Reproduce the entries in full, with no changes.

[Source records]
= Beginning of Section =
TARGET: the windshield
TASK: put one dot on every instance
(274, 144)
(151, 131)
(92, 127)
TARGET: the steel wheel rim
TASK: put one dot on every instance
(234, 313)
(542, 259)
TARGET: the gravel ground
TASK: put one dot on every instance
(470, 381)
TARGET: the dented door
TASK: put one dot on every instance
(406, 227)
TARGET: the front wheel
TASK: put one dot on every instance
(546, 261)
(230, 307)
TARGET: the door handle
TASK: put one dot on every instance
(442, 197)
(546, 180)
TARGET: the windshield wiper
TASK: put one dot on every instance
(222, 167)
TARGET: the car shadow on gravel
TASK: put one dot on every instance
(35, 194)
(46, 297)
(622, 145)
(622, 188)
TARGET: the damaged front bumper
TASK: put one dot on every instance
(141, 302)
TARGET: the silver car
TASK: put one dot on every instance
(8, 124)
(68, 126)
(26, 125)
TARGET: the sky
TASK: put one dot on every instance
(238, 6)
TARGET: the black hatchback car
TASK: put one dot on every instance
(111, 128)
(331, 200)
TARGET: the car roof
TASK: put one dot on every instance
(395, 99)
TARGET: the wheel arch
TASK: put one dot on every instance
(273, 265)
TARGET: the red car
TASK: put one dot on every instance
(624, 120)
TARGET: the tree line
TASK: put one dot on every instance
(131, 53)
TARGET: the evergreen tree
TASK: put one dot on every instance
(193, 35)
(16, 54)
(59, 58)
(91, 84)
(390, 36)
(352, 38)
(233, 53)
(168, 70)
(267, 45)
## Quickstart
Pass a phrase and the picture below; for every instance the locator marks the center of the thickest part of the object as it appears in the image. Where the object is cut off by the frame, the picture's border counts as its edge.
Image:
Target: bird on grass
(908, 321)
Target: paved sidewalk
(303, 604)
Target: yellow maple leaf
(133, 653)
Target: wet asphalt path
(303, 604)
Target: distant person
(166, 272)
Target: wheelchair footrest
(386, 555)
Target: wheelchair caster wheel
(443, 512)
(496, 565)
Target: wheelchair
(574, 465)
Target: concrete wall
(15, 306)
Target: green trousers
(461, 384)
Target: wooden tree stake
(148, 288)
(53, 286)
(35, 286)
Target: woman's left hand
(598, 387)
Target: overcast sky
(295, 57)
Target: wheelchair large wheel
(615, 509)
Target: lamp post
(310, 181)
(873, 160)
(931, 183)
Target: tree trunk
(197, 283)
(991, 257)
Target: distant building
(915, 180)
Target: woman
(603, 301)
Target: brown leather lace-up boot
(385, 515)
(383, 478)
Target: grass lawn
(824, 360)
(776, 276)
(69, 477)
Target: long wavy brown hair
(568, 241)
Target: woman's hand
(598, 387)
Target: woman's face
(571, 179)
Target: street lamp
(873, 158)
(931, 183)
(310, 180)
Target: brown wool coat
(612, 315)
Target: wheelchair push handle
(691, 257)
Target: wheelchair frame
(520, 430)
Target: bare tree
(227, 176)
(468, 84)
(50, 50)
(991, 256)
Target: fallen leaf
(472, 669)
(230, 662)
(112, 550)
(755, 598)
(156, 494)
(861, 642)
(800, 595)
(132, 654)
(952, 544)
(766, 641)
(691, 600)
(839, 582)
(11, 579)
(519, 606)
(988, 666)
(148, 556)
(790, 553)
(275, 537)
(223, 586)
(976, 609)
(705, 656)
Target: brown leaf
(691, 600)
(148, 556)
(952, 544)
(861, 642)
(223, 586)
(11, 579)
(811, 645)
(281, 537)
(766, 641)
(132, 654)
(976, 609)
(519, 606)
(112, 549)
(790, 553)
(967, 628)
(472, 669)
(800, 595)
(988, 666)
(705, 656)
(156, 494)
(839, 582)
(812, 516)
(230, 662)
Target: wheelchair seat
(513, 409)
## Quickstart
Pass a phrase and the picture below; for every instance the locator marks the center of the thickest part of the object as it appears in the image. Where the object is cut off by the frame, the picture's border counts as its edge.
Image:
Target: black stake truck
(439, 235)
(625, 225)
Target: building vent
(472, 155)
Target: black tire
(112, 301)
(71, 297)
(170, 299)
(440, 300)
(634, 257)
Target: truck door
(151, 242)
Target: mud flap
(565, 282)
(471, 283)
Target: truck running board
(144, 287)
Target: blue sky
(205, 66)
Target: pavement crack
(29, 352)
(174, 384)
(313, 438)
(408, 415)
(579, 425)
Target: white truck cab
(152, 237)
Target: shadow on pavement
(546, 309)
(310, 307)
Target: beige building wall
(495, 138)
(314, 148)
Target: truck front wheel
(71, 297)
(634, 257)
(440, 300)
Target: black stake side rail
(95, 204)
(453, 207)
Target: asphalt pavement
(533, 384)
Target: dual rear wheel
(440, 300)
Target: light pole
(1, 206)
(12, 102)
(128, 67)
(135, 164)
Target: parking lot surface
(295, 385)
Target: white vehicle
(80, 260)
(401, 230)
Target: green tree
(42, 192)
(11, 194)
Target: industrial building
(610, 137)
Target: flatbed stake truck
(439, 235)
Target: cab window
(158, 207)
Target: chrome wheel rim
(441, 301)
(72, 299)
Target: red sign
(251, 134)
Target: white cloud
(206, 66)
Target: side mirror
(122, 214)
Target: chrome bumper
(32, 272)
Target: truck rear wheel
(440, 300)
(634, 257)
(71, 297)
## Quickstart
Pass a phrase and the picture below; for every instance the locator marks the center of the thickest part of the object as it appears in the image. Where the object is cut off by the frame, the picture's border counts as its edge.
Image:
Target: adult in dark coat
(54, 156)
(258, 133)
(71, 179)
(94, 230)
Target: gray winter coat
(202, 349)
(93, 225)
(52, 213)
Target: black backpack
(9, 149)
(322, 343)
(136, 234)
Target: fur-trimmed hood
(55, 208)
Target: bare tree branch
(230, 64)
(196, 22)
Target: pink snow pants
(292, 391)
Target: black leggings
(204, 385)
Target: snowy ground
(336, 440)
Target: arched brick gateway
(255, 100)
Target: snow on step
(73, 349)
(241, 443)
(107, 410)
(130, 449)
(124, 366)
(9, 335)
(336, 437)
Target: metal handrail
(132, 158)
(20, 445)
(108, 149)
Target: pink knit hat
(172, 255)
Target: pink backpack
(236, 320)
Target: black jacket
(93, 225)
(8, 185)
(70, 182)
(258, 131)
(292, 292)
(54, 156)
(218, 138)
= End of Section =
▸ Solution below:
TARGET: the windshield
TASK: put one dot on every instance
(274, 144)
(151, 131)
(92, 127)
TARGET: the steel wheel rim
TASK: put one dot on every instance
(234, 313)
(542, 259)
TARGET: the gravel ground
TASK: put one dot on every instance
(470, 381)
TARGET: the dented door
TASK: put one dot on every instance
(406, 227)
TARGET: the front wheel
TASK: put one dot on every instance
(546, 261)
(230, 307)
TARGET: the door handle
TASK: put one dot on every instance
(442, 197)
(546, 180)
TARGET: the windshield wiper
TASK: put one dot on every instance
(222, 167)
TARGET: the car shadow on gravel
TASK: put one dot on every instance
(35, 194)
(46, 297)
(622, 145)
(622, 188)
TARGET: the damaged front bumper
TASK: put one dot on every instance
(141, 302)
TARGET: the silver car
TASK: put one dot on every instance
(8, 124)
(68, 126)
(26, 125)
TARGET: the sky
TASK: put one dot on every instance
(238, 6)
TARGET: the black hatchback car
TASK: put one dot on every instance
(111, 128)
(331, 200)
TARGET: the car roof
TASK: put one dot on every instance
(395, 99)
TARGET: the wheel arch
TASK: put one dot on every instance
(273, 265)
TARGET: the red car
TASK: put one dot on every instance
(624, 120)
TARGET: the tree line
TASK: put one dot on every instance
(131, 53)
TARGET: the evergreen tree
TASK: put one dot on every instance
(193, 35)
(16, 54)
(59, 58)
(91, 84)
(390, 36)
(352, 38)
(233, 53)
(168, 70)
(267, 45)
## Quickstart
Pass a phrase and the picture below; for every instance the locator marks the center of the thickest part of the object as it appears in the image. Where the object is cut off by the frame, the picture's border counts as its edge.
Image:
Target: bird on grass
(908, 321)
Target: paved sidewalk
(303, 604)
Target: yellow maple leaf
(133, 653)
Target: wet asphalt path
(303, 604)
Target: distant person
(166, 272)
Target: wheelchair footrest
(386, 555)
Target: wheelchair caster wheel
(443, 512)
(496, 565)
Target: wheelchair
(574, 465)
Target: concrete wall
(15, 306)
Target: green trousers
(461, 384)
Target: wooden tree stake
(148, 288)
(53, 286)
(35, 286)
Target: woman's left hand
(598, 387)
Target: overcast sky
(295, 57)
Target: wheelchair large wheel
(615, 509)
Target: lamp post
(310, 181)
(873, 160)
(931, 183)
Target: tree trunk
(197, 283)
(991, 257)
Target: distant building
(915, 180)
Target: woman
(603, 301)
Target: brown leather lace-up boot
(385, 515)
(383, 478)
Target: grass lawn
(824, 360)
(776, 276)
(69, 477)
Target: long wavy brown hair
(568, 241)
Target: woman's hand
(598, 387)
Target: woman's face
(571, 179)
Target: street lamp
(873, 158)
(931, 183)
(310, 180)
Target: brown wool coat
(612, 315)
Target: wheelchair push handle
(691, 257)
Target: wheelchair frame
(520, 430)
Target: bare tree
(227, 176)
(468, 84)
(50, 50)
(991, 256)
Target: fallen leaf
(472, 669)
(230, 662)
(112, 550)
(755, 598)
(156, 494)
(861, 642)
(800, 595)
(132, 654)
(952, 544)
(766, 641)
(691, 600)
(839, 582)
(11, 579)
(519, 606)
(988, 666)
(148, 556)
(790, 553)
(275, 537)
(223, 586)
(976, 609)
(705, 656)
Target: brown leaf
(691, 600)
(148, 556)
(952, 544)
(861, 642)
(223, 586)
(11, 579)
(811, 645)
(281, 537)
(766, 641)
(132, 654)
(976, 609)
(519, 606)
(112, 549)
(790, 553)
(967, 628)
(472, 669)
(800, 595)
(988, 666)
(705, 656)
(156, 494)
(839, 582)
(812, 516)
(230, 662)
Target: wheelchair seat
(513, 409)
## Quickstart
Pass a phrase and the picture below; for every instance the locator marks the center of the thickest part of the object as it appears in the image. Where the object is cut off by the frame, the picture's border counts as its edge.
Image:
Target: black stake truck
(439, 235)
(625, 225)
Target: building vent
(472, 155)
Target: black tire
(112, 301)
(71, 297)
(170, 299)
(440, 300)
(634, 257)
Target: truck door
(151, 242)
Target: mud flap
(565, 282)
(471, 283)
Target: truck running board
(144, 287)
Target: blue sky
(205, 66)
Target: pavement crack
(29, 352)
(174, 384)
(313, 438)
(408, 415)
(579, 425)
Target: white truck cab
(152, 237)
Target: shadow on pavement
(546, 309)
(310, 307)
Target: beige building wall
(495, 138)
(314, 148)
Target: truck front wheel
(71, 297)
(634, 257)
(440, 300)
Target: black stake side rail
(95, 204)
(453, 207)
Target: asphalt pavement
(533, 384)
Target: dual rear wheel
(440, 300)
Target: light pole
(1, 206)
(12, 102)
(128, 67)
(135, 164)
Target: parking lot surface
(295, 385)
Target: white vehicle
(80, 260)
(401, 230)
Target: green tree
(42, 192)
(11, 194)
Target: industrial building
(610, 137)
Target: flatbed stake truck
(439, 235)
Target: cab window
(158, 207)
Target: chrome wheel rim
(441, 301)
(72, 299)
Target: red sign
(251, 134)
Target: white cloud
(206, 66)
Target: side mirror
(122, 214)
Target: chrome bumper
(32, 272)
Target: truck rear wheel
(440, 300)
(634, 257)
(71, 297)
## Quickstart
Pass a phrase and the picture below; for every instance the locator marks the center of the thickest part of the object as it appears in the image. Where the object is cut off by the frame, the picture's border counts as its edge.
Image:
Target: adult in dark coat
(54, 156)
(258, 133)
(71, 179)
(94, 230)
Target: gray winter coat
(202, 349)
(93, 225)
(52, 213)
Target: black backpack
(9, 149)
(322, 343)
(136, 234)
Target: fur-trimmed hood
(55, 208)
Target: bare tree branch
(230, 64)
(196, 22)
Target: pink snow pants
(292, 391)
Target: black leggings
(204, 385)
Target: snowy ground
(336, 440)
Target: arched brick gateway
(255, 100)
Target: snow on step
(73, 349)
(241, 443)
(107, 410)
(130, 449)
(124, 366)
(9, 335)
(336, 437)
Target: metal handrail
(132, 158)
(20, 445)
(108, 149)
Target: pink knit hat
(172, 255)
Target: pink backpack
(236, 320)
Target: black jacket
(93, 225)
(8, 185)
(70, 182)
(258, 131)
(292, 292)
(54, 156)
(218, 138)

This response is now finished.